● PROMPT:
Reproduce, from the line containing "Now, detect the broken" to the last line of the material, every line exactly.
---------- RECORDS FOR THE EXERCISE ----------
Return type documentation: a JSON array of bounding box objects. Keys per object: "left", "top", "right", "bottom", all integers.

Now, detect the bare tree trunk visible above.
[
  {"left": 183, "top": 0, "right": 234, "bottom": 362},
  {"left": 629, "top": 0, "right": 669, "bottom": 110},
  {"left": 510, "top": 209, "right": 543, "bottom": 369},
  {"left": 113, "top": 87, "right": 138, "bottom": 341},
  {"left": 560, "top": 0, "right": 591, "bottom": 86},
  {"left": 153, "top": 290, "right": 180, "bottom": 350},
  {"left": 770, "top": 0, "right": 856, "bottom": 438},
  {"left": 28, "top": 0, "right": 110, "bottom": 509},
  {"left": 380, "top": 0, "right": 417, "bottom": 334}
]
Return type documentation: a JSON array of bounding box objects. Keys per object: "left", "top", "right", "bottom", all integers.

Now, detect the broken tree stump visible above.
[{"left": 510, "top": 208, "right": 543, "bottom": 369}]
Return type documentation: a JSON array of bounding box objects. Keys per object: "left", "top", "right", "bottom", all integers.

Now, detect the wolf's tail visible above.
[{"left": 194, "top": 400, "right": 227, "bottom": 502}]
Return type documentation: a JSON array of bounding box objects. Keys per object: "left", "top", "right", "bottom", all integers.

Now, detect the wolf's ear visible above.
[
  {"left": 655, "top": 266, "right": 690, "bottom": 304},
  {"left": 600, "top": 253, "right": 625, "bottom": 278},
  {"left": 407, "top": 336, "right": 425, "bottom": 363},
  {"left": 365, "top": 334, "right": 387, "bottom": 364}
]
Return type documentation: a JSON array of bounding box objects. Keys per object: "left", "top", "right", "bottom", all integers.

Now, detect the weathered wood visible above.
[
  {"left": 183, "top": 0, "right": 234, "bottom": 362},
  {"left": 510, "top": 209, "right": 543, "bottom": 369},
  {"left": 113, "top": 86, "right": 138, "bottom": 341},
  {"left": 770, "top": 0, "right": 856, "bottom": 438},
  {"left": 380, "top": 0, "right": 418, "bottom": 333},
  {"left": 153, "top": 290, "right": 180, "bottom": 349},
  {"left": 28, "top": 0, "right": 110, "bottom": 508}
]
----------
● RESPONSE BOX:
Now, detect the broken tree stump visible above.
[{"left": 510, "top": 208, "right": 543, "bottom": 369}]
Return type documentation: a JSON array of bounding box objects. Keys per object: "left", "top", "right", "bottom", all integers.

Now, detect the wolf's tail visible above.
[{"left": 194, "top": 400, "right": 227, "bottom": 502}]
Return type documentation: a JSON array of bounding box objects. Keys per object: "left", "top", "right", "bottom", all integers.

Now, detect the wolf's ear visible above.
[
  {"left": 655, "top": 266, "right": 690, "bottom": 304},
  {"left": 600, "top": 253, "right": 625, "bottom": 278},
  {"left": 407, "top": 336, "right": 425, "bottom": 363},
  {"left": 365, "top": 334, "right": 387, "bottom": 364}
]
Return type documentation: a JSON array of bounding box objects. Keys per object: "left", "top", "right", "bottom", all integers.

Now, detect the weathered wood visible above.
[
  {"left": 183, "top": 0, "right": 234, "bottom": 362},
  {"left": 510, "top": 209, "right": 543, "bottom": 369},
  {"left": 113, "top": 86, "right": 138, "bottom": 341},
  {"left": 770, "top": 0, "right": 856, "bottom": 438},
  {"left": 380, "top": 0, "right": 418, "bottom": 333},
  {"left": 153, "top": 290, "right": 180, "bottom": 349},
  {"left": 28, "top": 0, "right": 110, "bottom": 508}
]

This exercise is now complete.